**Exercise A**
Copy out the passage of the forum thread about blu tac from "## OGIGA (Apr" to "a lot before.".
### Selected text ###
# is blu tac poisonous?



## Evil_Berzerker (Apr 18, 2007)

does anyone know if blu tac and poison african mantises or make them il lbecause ive been usin blu tac to keep nettin in place in his enclosure because i cant find glue and hes vomited 3 times in 4 day im realy worried, i suspect i may have over fed him 4days ago and ive not fed him since just to starve him a bit to make sure hes not overfed, can anyone help? im realy worried


----------



## OGIGA (Apr 18, 2007)

What's blu tac? Is it like mounting putty or something?


----------



## Ian (Apr 19, 2007)

I wouldn't have thought it would at all, as I cannot see why the mantis would eat the blu-tac. I would imagine that you have had a batch of bad crickets causing your mantis to vomit, this has been discussed a lot before.


----------



## Way.Of.The.Mantis (Apr 19, 2007)
###
**Exercise B**
Replace "Back that up" with "Support that" in the records from the first line to the line with "[[0, 0, 1152, 354]]", inclusive. Return only those lines, with nothing else changed.
### Task material ###
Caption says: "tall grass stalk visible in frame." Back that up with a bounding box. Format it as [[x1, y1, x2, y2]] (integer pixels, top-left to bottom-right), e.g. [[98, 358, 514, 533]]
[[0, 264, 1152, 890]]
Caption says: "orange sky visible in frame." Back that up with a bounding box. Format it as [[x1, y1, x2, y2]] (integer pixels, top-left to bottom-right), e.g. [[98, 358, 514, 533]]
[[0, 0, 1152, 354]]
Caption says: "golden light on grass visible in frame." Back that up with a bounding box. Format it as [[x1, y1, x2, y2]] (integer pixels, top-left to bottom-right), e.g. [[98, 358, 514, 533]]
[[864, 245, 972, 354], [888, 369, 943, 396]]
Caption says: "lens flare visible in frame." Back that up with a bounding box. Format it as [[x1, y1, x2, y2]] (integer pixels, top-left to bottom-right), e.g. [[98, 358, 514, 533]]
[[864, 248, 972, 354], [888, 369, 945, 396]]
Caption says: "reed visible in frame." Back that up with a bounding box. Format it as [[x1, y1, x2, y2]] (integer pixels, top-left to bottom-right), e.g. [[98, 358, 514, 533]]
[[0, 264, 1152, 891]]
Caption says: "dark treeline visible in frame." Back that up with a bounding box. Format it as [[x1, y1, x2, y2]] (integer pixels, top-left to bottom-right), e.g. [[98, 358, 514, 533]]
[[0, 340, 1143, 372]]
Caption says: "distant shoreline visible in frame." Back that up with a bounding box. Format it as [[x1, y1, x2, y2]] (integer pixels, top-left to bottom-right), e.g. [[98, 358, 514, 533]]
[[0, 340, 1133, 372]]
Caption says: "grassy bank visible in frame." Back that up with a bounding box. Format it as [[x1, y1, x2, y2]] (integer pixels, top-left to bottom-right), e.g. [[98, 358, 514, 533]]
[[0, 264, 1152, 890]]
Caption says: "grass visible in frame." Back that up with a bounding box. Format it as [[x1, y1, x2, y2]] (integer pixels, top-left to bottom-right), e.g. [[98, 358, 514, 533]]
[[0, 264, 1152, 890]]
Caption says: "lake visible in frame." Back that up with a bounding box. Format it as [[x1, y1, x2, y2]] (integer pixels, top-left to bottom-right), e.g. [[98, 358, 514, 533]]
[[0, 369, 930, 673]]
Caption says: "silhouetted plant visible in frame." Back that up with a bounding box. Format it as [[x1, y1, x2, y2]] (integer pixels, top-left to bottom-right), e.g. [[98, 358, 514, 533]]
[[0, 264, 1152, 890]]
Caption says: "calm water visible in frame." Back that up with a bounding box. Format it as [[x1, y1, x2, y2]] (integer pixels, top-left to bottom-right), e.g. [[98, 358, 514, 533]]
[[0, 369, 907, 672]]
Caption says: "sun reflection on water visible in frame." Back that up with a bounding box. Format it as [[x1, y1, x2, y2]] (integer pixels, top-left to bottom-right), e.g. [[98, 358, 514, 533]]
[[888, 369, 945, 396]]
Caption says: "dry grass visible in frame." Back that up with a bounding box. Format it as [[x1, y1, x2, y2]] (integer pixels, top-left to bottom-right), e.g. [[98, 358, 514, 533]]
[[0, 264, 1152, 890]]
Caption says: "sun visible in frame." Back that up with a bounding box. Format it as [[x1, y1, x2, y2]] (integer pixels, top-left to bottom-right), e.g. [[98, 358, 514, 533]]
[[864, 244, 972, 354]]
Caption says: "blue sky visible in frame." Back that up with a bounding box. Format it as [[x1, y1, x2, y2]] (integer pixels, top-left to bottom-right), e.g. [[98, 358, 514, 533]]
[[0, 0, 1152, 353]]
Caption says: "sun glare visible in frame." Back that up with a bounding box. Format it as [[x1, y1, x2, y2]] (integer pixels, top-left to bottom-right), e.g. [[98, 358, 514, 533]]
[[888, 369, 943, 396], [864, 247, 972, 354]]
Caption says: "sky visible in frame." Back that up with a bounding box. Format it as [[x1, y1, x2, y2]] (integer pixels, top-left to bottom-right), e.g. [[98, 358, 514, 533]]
###
**Response A**
## OGIGA (Apr 18, 2007)

What's blu tac? Is it like mounting putty or something?


----------



## Ian (Apr 19, 2007)

I wouldn't have thought it would at all, as I cannot see why the mantis would eat the blu-tac. I would imagine that you have had a batch of bad crickets causing your mantis to vomit, this has been discussed a lot before.

**Response B**
Caption says: "tall grass stalk visible in frame." Support that with a bounding box. Format it as [[x1, y1, x2, y2]] (integer pixels, top-left to bottom-right), e.g. [[98, 358, 514, 533]]
[[0, 264, 1152, 890]]
Caption says: "orange sky visible in frame." Support that with a bounding box. Format it as [[x1, y1, x2, y2]] (integer pixels, top-left to bottom-right), e.g. [[98, 358, 514, 533]]
[[0, 0, 1152, 354]]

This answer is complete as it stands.